##### Data for the task #####

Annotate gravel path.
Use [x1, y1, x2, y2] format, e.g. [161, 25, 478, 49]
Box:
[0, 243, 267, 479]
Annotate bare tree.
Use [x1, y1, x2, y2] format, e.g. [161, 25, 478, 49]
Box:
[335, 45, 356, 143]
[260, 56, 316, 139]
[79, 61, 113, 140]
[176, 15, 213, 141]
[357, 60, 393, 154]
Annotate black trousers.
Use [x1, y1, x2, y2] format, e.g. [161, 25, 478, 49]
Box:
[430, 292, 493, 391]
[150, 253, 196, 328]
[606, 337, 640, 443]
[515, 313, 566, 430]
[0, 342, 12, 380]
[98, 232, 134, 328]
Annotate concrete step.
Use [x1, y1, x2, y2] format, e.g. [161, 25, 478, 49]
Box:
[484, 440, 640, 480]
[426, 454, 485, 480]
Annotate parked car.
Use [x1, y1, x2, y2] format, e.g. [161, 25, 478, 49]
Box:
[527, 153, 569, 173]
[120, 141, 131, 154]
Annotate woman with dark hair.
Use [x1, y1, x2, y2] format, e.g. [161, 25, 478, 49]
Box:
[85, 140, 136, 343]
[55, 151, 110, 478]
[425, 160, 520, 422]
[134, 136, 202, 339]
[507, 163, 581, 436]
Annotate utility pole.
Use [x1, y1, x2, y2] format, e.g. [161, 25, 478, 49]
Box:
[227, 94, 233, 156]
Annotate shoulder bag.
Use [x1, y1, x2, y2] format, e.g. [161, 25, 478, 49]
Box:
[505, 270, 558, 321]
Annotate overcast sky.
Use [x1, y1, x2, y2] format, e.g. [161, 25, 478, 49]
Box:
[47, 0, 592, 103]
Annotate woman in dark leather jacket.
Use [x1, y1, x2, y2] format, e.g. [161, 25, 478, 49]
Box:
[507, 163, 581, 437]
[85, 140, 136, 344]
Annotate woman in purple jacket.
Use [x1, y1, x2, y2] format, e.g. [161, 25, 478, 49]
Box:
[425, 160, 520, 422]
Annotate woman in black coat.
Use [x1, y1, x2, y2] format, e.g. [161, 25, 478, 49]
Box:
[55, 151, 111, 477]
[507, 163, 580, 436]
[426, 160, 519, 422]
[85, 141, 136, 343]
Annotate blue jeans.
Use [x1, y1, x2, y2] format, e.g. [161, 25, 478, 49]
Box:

#####

▸ **What the task requires**
What must be returned is the line with "Annotate woman in black coat." plus every line after it to the end of the entries, exactly as they appear.

▸ **Solution for this task**
Annotate woman in black coat.
Use [x1, y1, x2, y2] format, e.g. [161, 25, 478, 49]
Box:
[55, 151, 111, 477]
[507, 163, 580, 436]
[426, 160, 519, 422]
[85, 141, 136, 343]
Annotate blue jeans.
Use [x1, y1, x2, y2] format, e.g. [161, 25, 478, 49]
Box:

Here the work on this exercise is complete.